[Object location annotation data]
-=-=-=-=-

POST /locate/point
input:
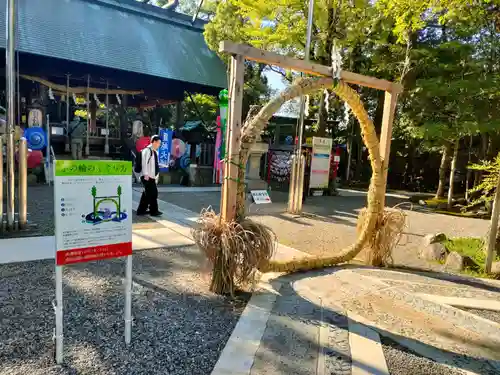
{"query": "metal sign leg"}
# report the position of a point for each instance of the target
(59, 316)
(128, 300)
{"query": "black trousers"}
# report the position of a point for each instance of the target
(149, 197)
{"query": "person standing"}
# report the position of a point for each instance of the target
(149, 176)
(76, 133)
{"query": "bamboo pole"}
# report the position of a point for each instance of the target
(452, 174)
(233, 139)
(271, 58)
(390, 103)
(492, 236)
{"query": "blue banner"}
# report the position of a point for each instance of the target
(165, 149)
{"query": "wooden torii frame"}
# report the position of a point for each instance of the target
(239, 53)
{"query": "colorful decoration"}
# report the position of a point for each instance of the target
(35, 117)
(280, 165)
(165, 150)
(36, 138)
(178, 148)
(142, 143)
(35, 159)
(184, 161)
(217, 162)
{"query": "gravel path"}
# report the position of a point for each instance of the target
(487, 314)
(402, 361)
(329, 223)
(179, 327)
(290, 342)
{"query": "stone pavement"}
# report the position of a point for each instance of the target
(329, 223)
(339, 321)
(332, 322)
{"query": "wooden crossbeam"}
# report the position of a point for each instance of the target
(271, 58)
(81, 90)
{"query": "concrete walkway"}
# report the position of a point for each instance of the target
(333, 322)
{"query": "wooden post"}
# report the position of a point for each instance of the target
(390, 102)
(233, 139)
(492, 235)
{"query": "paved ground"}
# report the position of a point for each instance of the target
(314, 315)
(329, 223)
(179, 327)
(328, 322)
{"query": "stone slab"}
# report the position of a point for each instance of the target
(366, 351)
(237, 358)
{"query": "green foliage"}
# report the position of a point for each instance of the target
(201, 107)
(487, 187)
(471, 247)
(467, 246)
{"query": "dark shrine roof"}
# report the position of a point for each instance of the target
(122, 35)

-=-=-=-=-

Collect every line of the material that contains the string "stone". Case counts.

◆ EXERCISE SOLUTION:
{"query": "stone pavement"}
{"query": "stone slab"}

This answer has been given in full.